Copy all records precisely, apart from the pictures.

[Saved entries]
BEGIN

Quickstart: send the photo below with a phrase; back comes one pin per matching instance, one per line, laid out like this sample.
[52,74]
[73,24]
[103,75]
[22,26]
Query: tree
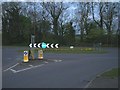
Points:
[55,9]
[84,11]
[69,34]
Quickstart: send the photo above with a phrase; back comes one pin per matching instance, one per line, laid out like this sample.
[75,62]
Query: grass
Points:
[76,50]
[112,73]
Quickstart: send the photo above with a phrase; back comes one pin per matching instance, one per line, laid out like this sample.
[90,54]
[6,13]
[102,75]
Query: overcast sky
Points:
[60,0]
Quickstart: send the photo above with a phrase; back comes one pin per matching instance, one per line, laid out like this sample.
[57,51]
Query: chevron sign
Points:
[44,45]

END

▶ RESULT OF THE EXERCISE:
Quickstart: send the photo below with a phrase; back comes one pin per matching instance, one per line, laid out like this sample.
[52,74]
[73,24]
[103,75]
[22,26]
Query: tree
Points:
[55,9]
[84,11]
[69,34]
Quickstart: send the photo above with a phrase; back comes one pin per matching instance, one per line, laid out like this sample.
[75,62]
Query: grass
Points:
[76,50]
[112,73]
Quickstart: send the photo above with a phrase; back comes one pin per matching instance, one per line, laid out like this sample.
[90,54]
[6,13]
[102,75]
Query: overcast sky
Points:
[60,0]
Quickstart: send the photo above with a phrase; back comes one pin per matching instance, one per line, laid out like this sample.
[57,51]
Query: chevron sign
Points:
[44,45]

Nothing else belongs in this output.